>> START RECORDS FOR THIS EXERCISE

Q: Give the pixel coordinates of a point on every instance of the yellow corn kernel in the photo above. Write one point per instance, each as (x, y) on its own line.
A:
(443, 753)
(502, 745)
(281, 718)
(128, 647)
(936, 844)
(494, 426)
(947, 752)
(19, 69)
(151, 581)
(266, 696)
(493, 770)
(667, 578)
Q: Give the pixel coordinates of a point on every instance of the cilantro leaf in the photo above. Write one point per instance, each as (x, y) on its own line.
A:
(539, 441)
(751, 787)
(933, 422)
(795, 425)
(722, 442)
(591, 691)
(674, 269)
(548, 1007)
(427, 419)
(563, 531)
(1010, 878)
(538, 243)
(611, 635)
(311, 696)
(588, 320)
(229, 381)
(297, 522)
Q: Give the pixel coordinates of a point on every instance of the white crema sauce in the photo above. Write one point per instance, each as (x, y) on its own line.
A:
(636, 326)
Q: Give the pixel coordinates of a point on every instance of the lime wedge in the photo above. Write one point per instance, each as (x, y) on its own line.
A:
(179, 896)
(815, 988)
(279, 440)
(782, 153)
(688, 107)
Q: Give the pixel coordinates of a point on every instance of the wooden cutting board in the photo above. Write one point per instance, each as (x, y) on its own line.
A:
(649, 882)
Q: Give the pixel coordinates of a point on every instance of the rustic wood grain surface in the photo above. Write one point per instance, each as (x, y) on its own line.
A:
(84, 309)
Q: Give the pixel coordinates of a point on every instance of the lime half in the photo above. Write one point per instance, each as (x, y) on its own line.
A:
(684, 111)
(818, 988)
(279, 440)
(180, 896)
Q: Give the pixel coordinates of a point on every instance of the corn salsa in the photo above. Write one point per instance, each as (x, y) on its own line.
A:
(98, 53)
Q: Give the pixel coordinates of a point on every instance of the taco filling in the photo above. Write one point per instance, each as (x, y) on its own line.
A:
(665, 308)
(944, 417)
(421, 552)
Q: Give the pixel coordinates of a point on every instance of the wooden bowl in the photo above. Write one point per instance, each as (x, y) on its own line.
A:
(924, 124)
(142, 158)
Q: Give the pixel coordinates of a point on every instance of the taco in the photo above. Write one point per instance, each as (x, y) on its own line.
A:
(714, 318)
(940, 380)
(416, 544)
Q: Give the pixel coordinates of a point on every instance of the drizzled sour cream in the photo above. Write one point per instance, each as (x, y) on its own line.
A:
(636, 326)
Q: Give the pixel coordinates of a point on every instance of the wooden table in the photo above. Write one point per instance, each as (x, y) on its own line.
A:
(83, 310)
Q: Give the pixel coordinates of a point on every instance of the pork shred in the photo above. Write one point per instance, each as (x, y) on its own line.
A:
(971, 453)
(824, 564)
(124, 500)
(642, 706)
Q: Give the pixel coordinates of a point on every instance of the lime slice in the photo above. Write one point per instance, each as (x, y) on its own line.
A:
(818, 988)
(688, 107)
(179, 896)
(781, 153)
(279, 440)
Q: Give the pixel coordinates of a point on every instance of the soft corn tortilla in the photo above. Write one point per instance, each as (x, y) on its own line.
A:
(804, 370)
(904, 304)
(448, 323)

>> END RECORDS FOR THIS EXERCISE

▶ _REQUIRED WORK_
Copy the data above exactly. Every line must be included.

▶ _TASK ANSWER_
Q: Give the pixel coordinates of a point on every instance of the yellow corn kernel in the photo above. Write one point per instance, each as (x, y) on its own line.
A:
(443, 753)
(502, 745)
(281, 718)
(128, 647)
(936, 844)
(494, 426)
(947, 752)
(19, 69)
(151, 581)
(266, 696)
(493, 770)
(667, 578)
Q: Give the pixel coordinates of a point on every instance of the cilantro leaf in the photo above. Write one point per instance, each as (x, y) on its own line.
A:
(539, 441)
(751, 787)
(933, 422)
(795, 425)
(722, 442)
(591, 691)
(674, 269)
(548, 1007)
(427, 419)
(563, 531)
(1010, 878)
(538, 243)
(611, 635)
(311, 696)
(588, 320)
(229, 381)
(297, 522)
Q: Give the pixel coordinates of a point on every instance of the white crema sauce in the photo above. Write one point per instance, each as (x, y) on its own line.
A:
(636, 326)
Q: Give the pixel coordinates of a point on every instance of the lime wedge in the photo above. Write one point per instance, each as (x, y) on its own line.
A:
(179, 896)
(815, 988)
(279, 440)
(782, 153)
(688, 107)
Q: Give the pixel coordinates of a point on every instance of the wooden cutting board in the photo above. Write one point per instance, each as (x, y) on its own line.
A:
(649, 882)
Q: Give the pixel coordinates of a point on every instance of the rustic wood grain surface in the photo above. Write one point per instance, each as (x, y) on its own line.
A:
(84, 309)
Q: Give the pixel coordinates of a point on every instance of the lime half in the photo above. Write one point per instance, each as (x, y) on its own line.
A:
(684, 111)
(818, 988)
(279, 440)
(180, 896)
Q: Give the pixel coordinates of a point on every instance of the corn salsa in the photo above. Write one point per instance, each as (x, y) on its own line.
A:
(98, 53)
Q: Give the pixel coordinates of a point on every instance of the taco filling in the photo above. Write one point per instance, each as (x, y) on its own line.
A:
(665, 308)
(944, 417)
(421, 552)
Q: Give the pixel coordinates of a point on every instance of the wooden bowl in the photo above. Write one point per instance, each as (x, y) on its own line.
A:
(924, 124)
(142, 158)
Q: Give the pixel coordinates of a point on every instance of the taco in the photo above. Write one point per instance, each as (x, y) on its own line.
A:
(714, 318)
(940, 380)
(416, 544)
Q: Give the pixel coordinates of a point on every instance of the drizzled sour cream in the photo above. Write one point per instance, each as (x, y) on its own line.
A:
(636, 326)
Q: Give the pixel coordinates of a point on every instance of the wooden table in the photo above. Write one point per instance, each as (x, y) on its own line.
A:
(83, 310)
Q: Give the pixel coordinates of a point on every instance of the pork shred in the photo above. Write one point per instance, each as (x, y) on its own line.
A:
(971, 453)
(824, 564)
(124, 500)
(642, 706)
Q: Give the pixel coordinates of a point on every instance of the lime slice in the photo above. Write one point per instance, each as (x, y) on its own line.
A:
(818, 988)
(688, 107)
(179, 896)
(781, 153)
(279, 440)
Q: Give the pixel coordinates of a point on every instance of the soft corn tortilla in the photo above. Write one point per instance, each as (x, y) on its own line.
A:
(804, 370)
(904, 304)
(448, 323)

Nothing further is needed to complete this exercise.